TASK INSTRUCTIONS
1. In the article about the lawsuit against Brooke Rollins, which organization joined the USDA employees in suing her?
2. Please carry on writing the article about the lawsuit against Brooke Rollins, starting after its last line.

DOCUMENT PASSAGE
'''

Ag Sec Brooke Rollins Sued By USDA Employees Just For Doing A Little Christian Nationalism
No one told her this wasn't a theocracy, I guess.

Does the Establishment Clause apply to Trump officials? Even those who are really, really special and really, really, really want to spread the gospel of their lord and savior Jesus Christ?
I guess we’ll find out soon, as several employees of the United States Department of Agriculture, along with the National Federation of Federal Employees, are suing Secretary of Agriculture Brooke Rollins for aggressively proselytizing to them via email.
USDA employees say that while Rollins’s emails had initially been religious, but more casual and non-denominational in nature — still not good, actually! — they have become increasingly intense and pushy over time, starting with the sermon she sent out before Easter. They say they can’t just avoid Rollins’s proselytizing, because they have to read the emails, as she is the head of their department and they could include important work-related information. When one of the plaintiffs specifically asked if there was a way she could just get the work-related emails and not Rollins’s sermons, it did not go well.
According to the lawsuit:
When [plaintiff Lanette] Dietrich asked her supervisor to remove her from USDA’s distribution lists used for religious and faith-based messages (but to continue receiving work-related communications), her request was elevated to the Director of the Policy and Accountability Division at the National Resources Conservation Service, who told her that this was not possible, and further threatened that elevating her request to the Chief of the National Resources Conservation Service would “create trouble” for Ms. Dietrich.
Oh good! Threats! How normal.

'''

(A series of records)

'''

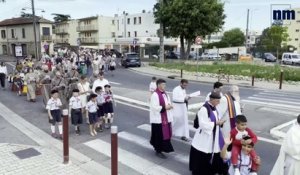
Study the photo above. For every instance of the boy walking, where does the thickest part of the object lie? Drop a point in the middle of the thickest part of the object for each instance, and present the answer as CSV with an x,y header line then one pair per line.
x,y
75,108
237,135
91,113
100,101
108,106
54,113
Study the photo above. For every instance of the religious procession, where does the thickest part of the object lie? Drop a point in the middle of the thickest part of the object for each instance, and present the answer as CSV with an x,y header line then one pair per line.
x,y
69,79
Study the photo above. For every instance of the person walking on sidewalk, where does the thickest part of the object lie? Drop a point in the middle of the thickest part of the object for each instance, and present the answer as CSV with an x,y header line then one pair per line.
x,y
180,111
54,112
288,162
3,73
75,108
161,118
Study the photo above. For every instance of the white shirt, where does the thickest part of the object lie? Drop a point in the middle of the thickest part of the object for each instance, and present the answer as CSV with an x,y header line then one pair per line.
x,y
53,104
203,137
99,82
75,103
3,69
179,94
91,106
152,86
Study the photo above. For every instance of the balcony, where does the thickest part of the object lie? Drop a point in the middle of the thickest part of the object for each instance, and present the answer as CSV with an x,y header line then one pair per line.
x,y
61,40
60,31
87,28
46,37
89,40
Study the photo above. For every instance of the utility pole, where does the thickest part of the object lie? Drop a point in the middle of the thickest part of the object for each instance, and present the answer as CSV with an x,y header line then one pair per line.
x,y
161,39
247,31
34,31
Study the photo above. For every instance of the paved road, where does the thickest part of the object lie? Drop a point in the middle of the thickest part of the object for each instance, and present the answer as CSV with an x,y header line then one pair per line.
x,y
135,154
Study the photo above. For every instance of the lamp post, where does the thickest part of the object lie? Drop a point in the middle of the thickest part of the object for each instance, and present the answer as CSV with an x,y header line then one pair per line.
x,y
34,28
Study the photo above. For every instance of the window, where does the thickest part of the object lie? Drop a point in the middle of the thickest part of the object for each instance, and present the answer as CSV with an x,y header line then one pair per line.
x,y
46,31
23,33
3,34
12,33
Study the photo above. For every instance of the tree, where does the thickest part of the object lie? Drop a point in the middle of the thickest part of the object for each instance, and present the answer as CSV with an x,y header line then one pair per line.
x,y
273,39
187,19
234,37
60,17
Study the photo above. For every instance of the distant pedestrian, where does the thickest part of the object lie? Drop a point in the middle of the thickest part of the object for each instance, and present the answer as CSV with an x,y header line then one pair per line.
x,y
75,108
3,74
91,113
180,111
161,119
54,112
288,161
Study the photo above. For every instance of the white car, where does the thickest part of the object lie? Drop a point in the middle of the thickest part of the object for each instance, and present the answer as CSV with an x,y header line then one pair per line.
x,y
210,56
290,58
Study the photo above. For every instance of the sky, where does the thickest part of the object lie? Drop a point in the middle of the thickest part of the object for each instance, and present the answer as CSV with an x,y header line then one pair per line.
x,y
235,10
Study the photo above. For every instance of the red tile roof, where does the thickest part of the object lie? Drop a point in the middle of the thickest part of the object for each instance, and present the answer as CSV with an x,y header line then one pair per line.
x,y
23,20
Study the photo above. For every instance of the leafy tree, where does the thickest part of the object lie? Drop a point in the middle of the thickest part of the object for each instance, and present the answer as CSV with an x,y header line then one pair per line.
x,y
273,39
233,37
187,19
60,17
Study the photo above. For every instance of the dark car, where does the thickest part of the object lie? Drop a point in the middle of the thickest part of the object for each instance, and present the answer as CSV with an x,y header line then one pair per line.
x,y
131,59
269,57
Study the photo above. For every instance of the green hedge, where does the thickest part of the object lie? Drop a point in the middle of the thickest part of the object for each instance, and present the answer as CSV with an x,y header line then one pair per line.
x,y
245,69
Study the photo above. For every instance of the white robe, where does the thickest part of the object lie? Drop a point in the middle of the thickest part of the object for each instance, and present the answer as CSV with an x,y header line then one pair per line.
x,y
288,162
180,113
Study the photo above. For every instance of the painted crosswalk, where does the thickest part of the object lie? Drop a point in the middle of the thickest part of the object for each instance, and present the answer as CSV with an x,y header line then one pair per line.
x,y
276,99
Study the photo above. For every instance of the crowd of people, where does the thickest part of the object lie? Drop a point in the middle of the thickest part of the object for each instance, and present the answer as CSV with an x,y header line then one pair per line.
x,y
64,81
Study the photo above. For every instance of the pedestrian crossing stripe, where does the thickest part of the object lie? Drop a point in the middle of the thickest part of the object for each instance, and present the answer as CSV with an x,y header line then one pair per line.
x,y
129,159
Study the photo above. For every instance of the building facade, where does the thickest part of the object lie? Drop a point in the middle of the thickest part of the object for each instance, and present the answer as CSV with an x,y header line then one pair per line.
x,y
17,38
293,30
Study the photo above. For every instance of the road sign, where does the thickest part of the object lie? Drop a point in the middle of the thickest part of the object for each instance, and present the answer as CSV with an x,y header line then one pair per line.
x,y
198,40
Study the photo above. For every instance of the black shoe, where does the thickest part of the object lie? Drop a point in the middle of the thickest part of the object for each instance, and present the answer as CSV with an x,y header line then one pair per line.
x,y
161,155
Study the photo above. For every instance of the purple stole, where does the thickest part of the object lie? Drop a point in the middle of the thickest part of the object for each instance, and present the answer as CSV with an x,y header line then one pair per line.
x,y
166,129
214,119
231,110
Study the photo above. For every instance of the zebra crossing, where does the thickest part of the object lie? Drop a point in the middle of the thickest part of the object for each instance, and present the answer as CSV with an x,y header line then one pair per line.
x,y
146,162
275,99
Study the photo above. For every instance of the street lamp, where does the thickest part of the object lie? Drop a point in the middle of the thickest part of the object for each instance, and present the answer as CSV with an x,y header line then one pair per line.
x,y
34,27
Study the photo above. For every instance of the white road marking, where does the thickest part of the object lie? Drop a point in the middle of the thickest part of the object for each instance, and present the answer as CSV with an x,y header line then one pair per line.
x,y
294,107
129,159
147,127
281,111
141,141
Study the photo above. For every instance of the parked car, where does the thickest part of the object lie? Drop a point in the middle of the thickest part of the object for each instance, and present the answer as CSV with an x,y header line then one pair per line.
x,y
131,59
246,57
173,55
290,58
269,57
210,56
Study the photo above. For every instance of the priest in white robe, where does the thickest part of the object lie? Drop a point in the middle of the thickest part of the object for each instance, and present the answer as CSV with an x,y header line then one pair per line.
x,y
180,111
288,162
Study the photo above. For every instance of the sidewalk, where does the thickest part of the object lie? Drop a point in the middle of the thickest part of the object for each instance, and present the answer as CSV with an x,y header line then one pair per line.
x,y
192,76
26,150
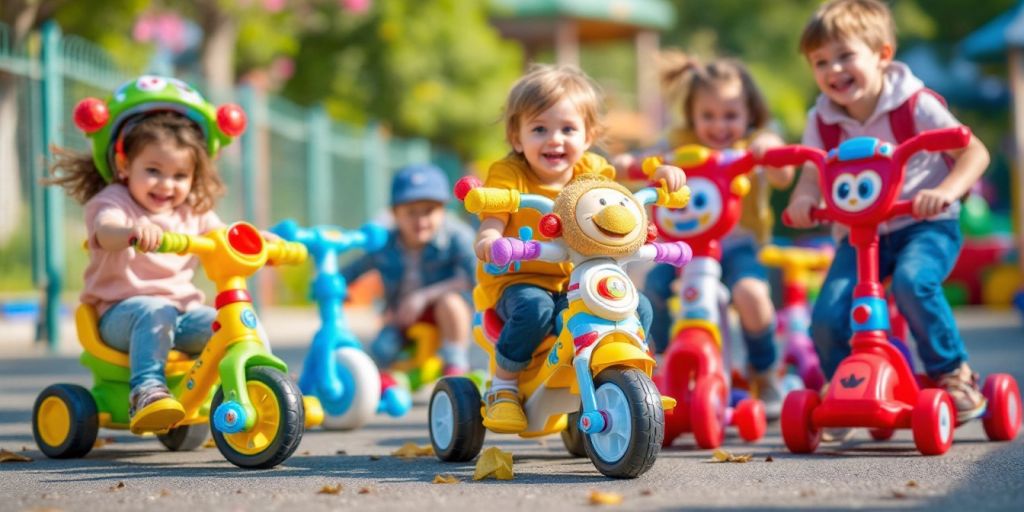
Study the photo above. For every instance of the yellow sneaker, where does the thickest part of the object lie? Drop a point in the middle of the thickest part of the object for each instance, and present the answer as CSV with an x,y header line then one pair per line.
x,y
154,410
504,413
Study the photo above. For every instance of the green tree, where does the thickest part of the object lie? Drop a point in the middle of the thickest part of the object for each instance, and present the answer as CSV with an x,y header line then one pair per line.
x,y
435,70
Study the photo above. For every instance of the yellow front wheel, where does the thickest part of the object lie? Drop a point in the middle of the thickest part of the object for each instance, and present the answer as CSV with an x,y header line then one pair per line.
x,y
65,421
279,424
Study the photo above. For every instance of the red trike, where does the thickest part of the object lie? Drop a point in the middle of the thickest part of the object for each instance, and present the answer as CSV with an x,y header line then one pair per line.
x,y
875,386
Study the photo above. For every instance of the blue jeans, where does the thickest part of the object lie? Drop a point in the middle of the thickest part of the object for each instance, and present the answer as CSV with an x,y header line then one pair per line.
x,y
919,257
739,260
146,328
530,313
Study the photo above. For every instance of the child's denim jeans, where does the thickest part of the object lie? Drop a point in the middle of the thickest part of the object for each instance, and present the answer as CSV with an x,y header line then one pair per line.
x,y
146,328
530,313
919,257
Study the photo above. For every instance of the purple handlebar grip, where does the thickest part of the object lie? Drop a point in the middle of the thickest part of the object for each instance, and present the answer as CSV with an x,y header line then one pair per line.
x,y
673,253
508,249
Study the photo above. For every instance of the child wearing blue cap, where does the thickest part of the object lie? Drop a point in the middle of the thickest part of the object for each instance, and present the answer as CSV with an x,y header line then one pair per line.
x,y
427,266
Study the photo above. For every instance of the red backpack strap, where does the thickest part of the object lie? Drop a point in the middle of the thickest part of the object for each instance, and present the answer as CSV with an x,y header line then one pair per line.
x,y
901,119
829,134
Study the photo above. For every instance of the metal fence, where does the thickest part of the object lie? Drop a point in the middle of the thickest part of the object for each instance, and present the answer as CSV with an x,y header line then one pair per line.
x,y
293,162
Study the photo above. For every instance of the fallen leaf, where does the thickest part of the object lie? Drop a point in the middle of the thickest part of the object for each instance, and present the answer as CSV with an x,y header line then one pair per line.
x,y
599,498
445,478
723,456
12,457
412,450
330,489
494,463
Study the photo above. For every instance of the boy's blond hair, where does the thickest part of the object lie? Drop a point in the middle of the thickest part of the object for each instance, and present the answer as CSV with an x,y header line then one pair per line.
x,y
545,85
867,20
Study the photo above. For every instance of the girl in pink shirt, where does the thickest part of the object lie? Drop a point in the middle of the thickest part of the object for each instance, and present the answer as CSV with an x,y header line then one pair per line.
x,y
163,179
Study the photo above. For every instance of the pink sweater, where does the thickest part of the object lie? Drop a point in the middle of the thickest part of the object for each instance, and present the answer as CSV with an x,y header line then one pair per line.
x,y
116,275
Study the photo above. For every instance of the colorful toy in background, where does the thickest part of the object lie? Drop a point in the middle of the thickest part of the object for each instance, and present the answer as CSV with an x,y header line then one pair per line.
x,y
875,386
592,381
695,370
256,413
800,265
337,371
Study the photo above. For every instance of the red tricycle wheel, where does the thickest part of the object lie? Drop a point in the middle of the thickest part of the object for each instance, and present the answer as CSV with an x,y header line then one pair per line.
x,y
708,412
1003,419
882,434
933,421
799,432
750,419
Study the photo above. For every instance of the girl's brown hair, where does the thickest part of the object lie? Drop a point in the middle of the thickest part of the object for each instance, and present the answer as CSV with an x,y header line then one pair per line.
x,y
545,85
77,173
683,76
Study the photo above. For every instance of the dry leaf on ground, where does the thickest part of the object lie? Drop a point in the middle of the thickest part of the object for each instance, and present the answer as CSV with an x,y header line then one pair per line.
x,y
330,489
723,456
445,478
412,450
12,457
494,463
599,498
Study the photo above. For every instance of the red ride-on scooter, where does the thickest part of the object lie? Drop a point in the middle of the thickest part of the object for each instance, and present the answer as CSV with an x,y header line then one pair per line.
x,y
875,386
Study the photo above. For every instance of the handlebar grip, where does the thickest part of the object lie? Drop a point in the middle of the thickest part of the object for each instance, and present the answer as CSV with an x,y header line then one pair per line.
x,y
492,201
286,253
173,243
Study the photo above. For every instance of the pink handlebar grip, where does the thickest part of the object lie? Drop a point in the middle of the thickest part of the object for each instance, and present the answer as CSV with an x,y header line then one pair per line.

'''

THE RESULTS
1. The National Federation of Federal Employees.

2.
Rollins has already defended her “Easter Sermon” in the press, saying that it is normal for agency heads to issue holiday greetings. “The Secretary is within her rights to send a message to employees and the public on the Easter holiday. Just like Secretaries of Agriculture and Presidents have in the past,” a spokesperson for the Secretary told CNBC.
Sure! Fine! But there’s a pretty big difference between “Have a Hoppy Easter!” and, well, this:
Team USDA, Happy Easter — He is risen indeed! Today we celebrate the greatest story ever told, the foundation of our faith, and the abiding hope of all mankind.
From the foot of the Cross on Good Friday to the stone rolled away from the now empty tomb, sin has been destroyed. Jesus has been raised from the dead. And God has granted each of us victory and new life. And where there is life — risen life—there is hope. No matter the very real trials and hardships we face, fear and sin and death do not get the last word. Because on Easter morning, “Hell took a body, and discovered God. It took earth, and encountered Heaven. It took what it saw, and was overcome by what it did not see.” Now that is reason to rejoice! And so like the very first disciples to encounter our risen Lord in the Upper Room almost two thousand years ago, this Easter let us too be alive with hope, full of Paschal joy, and confident in the mission each of us has been called for.
Please know how amazed and grateful I am for the hard work each of you do to support our shared mission here at USDA. I hope you and your loved ones have a truly blessed and happy Easter. May God continue to bless you, your families, and our exceptional country, One Nation, Under God.
You’ll notice that I bolded a few words there. That is because the primary issue raised by the the plaintiffs is that Rollins’s missives make it clear that she expects people who work for her to share her brand of Christianity and that those who do not share her beliefs are not part of her “in group.” They say they worry that if they publicly share that they hold different beliefs (or even that they hold the same beliefs but don’t think it’s appropriate for work), that this will be held against them.
And let’s be real, it probably would! If someone would find themselves in trouble for simply wishing to unsubscribe to the secretary’s religious rantings, then certainly they might face retaliation for openly not sharing her beliefs. If Rollins doesn’t know that it’s absurdly inappropriate to send out an email like that to her employees, then she may well not know or grasp that she’s not supposed to discriminate against or fire employees for not sharing her religious beliefs.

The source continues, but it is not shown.